Task to carry out
Copy each line in the data that includes the word "would".

Referring expression data:

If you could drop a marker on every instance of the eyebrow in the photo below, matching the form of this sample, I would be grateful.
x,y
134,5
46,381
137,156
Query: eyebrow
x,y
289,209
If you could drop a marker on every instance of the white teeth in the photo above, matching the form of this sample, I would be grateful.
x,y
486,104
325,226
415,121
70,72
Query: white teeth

Task response
If you could drop a marker on every instance of the eyebrow in the photo below, matching the form of this sample, I would be grateful.
If you could drop a marker on every instance of the white teeth in the photo above, matching the form of this sample, I would be grateful.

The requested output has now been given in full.